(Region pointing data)
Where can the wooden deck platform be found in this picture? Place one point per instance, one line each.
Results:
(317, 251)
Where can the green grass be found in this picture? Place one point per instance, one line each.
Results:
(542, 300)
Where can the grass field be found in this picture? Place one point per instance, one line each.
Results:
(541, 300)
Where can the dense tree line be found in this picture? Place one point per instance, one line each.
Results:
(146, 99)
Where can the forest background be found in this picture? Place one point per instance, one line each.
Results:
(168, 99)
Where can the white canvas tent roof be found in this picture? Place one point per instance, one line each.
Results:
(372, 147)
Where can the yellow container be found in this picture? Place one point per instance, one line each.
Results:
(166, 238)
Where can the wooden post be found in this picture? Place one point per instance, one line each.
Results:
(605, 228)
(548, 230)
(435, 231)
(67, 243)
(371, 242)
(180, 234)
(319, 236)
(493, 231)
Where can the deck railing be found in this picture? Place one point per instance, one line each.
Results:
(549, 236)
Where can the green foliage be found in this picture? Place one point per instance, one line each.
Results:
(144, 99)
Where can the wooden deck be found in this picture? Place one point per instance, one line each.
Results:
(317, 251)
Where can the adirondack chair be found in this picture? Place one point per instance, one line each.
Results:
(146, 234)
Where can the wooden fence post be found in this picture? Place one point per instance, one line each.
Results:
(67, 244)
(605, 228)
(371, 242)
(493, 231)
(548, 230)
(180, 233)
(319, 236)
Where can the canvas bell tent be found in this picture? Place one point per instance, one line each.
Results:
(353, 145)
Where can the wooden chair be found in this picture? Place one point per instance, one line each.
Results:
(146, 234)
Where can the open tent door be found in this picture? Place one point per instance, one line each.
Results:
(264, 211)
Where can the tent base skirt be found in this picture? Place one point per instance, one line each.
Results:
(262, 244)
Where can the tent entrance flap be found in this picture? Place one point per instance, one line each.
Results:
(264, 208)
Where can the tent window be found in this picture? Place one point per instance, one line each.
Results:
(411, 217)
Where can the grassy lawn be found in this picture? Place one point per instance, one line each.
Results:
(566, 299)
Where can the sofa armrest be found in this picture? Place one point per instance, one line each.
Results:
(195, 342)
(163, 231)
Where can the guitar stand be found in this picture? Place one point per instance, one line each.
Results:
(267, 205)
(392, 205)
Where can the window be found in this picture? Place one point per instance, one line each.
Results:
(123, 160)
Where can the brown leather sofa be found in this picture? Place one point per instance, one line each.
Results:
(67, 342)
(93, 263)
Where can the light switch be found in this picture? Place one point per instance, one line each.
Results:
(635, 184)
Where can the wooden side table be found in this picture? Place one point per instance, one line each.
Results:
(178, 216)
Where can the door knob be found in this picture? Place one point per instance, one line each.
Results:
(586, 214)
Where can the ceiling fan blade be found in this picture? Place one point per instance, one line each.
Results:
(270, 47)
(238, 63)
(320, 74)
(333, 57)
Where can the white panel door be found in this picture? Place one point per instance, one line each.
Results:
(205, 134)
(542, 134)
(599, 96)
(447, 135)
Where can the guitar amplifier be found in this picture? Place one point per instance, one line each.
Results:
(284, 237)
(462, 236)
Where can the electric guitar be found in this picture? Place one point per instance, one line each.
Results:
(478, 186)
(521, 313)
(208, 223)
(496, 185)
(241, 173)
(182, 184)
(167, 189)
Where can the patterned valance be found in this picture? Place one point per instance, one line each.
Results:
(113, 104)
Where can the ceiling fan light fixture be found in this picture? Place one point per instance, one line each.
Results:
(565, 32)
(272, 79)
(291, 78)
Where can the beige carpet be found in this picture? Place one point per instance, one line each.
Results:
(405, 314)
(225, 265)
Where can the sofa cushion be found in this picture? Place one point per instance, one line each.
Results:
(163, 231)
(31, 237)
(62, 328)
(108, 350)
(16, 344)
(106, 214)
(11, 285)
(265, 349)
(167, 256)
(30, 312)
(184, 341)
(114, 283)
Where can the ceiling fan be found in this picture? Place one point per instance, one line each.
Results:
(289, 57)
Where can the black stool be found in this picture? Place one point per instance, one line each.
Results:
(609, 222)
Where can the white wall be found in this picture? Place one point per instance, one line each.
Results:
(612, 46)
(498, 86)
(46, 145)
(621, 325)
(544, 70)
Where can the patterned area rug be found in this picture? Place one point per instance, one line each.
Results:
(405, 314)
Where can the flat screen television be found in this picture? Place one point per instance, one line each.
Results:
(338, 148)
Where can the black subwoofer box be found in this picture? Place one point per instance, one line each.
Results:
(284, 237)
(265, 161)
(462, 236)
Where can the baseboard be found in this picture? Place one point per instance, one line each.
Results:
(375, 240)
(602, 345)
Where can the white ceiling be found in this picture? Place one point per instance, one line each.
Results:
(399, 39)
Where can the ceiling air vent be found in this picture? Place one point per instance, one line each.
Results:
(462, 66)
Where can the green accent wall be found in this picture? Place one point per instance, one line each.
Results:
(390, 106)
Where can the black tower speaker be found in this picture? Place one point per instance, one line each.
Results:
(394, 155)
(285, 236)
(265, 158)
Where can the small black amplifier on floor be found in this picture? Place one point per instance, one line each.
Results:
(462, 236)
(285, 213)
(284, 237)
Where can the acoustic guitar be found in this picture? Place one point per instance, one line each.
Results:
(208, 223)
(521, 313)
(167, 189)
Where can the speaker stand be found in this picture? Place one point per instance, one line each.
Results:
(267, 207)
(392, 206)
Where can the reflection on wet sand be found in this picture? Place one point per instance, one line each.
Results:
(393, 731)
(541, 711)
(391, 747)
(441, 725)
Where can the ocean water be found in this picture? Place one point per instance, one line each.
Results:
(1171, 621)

◆ What the task requires
Every line above that holds the string "canvas" should be copied out.

◆ Result for this task
Where can the white canvas tent roof be found in this picture? Place one point per instance, one line each.
Where can the canvas bell tent be found in this picture? Place one point per instance, one line each.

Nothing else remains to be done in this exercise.